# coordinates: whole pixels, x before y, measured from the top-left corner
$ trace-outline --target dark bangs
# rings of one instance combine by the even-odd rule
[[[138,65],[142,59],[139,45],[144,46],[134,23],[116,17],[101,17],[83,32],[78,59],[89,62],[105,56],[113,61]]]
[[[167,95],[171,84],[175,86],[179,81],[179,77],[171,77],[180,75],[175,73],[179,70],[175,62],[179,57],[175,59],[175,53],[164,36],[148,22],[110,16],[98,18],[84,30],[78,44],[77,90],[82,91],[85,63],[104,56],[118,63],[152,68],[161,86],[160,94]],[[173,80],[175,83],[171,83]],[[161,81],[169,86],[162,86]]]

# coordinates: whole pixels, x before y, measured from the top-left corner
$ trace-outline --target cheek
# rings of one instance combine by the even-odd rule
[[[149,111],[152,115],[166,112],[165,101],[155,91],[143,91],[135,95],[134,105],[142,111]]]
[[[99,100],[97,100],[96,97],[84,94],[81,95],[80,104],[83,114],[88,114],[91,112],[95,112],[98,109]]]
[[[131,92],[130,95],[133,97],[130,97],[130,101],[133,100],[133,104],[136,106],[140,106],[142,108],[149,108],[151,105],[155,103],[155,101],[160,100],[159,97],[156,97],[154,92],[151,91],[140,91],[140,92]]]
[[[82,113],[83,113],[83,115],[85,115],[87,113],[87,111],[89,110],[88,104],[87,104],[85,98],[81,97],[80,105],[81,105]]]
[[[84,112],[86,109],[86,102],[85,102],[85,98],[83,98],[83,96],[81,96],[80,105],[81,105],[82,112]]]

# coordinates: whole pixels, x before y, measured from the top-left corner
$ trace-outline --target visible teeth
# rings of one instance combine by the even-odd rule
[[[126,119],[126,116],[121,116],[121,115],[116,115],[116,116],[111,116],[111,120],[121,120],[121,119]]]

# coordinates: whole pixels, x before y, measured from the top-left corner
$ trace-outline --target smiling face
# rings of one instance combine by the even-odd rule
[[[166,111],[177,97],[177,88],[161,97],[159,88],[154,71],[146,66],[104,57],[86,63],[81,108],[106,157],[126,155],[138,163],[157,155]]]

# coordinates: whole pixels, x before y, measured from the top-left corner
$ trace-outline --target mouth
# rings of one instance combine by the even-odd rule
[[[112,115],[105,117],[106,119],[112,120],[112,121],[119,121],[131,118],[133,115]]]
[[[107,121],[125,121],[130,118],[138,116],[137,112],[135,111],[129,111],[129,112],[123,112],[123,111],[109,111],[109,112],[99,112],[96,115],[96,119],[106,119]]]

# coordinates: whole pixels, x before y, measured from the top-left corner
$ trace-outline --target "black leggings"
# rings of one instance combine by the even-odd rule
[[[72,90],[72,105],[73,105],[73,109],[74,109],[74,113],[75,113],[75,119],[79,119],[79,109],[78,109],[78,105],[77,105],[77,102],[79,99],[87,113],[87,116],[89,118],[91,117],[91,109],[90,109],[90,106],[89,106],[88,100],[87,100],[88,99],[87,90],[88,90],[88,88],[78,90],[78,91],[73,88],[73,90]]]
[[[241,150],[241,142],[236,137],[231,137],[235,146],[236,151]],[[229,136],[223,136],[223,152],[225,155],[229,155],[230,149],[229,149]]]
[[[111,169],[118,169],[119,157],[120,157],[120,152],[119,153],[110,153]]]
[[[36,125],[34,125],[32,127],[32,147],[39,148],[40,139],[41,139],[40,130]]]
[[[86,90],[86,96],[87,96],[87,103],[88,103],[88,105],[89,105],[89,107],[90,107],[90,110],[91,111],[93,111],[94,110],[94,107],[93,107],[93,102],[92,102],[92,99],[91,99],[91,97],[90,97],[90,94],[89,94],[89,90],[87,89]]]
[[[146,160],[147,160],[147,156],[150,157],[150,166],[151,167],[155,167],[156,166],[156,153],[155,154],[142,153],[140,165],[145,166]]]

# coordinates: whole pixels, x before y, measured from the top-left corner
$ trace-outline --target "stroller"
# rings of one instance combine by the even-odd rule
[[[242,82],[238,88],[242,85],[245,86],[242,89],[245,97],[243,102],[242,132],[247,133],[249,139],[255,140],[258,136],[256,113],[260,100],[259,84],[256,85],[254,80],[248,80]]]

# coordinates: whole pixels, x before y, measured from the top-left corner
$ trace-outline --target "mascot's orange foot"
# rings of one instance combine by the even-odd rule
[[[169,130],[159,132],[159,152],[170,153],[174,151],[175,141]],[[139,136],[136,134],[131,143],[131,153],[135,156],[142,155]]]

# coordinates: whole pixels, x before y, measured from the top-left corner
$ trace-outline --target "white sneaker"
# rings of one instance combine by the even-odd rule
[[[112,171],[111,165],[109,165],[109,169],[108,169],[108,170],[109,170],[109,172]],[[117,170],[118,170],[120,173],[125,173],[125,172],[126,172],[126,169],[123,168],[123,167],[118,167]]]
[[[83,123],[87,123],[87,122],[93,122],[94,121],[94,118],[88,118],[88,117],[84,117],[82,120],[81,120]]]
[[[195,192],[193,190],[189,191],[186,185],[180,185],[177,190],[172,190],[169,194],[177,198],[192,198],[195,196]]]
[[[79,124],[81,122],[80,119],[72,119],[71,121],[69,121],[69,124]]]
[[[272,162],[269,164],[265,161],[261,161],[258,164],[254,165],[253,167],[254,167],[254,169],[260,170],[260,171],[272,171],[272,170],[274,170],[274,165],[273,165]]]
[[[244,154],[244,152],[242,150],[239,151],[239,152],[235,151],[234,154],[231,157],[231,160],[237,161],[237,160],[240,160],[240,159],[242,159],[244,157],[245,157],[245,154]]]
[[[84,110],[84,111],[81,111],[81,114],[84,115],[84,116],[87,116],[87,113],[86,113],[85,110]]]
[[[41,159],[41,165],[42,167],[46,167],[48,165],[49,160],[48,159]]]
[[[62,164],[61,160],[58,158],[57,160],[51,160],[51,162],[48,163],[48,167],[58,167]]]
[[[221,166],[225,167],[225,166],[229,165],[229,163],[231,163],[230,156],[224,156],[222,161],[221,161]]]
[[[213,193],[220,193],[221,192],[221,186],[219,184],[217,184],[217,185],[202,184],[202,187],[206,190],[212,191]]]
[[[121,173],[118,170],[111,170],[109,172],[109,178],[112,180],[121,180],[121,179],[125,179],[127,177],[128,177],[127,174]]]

────────────────

EXERCISE REQUIREMENTS: Take every line from the data that includes the word "trace".

TASK OUTPUT:
$ trace-outline --target dark bangs
$ trace-outline --target cheek
$ trace-outline --target visible teeth
$ trace-outline --target smiling face
$ trace-outline --target mouth
$ trace-outline --target "black leggings"
$ trace-outline --target "stroller"
$ trace-outline --target "mascot's orange foot"
$ trace-outline --target "white sneaker"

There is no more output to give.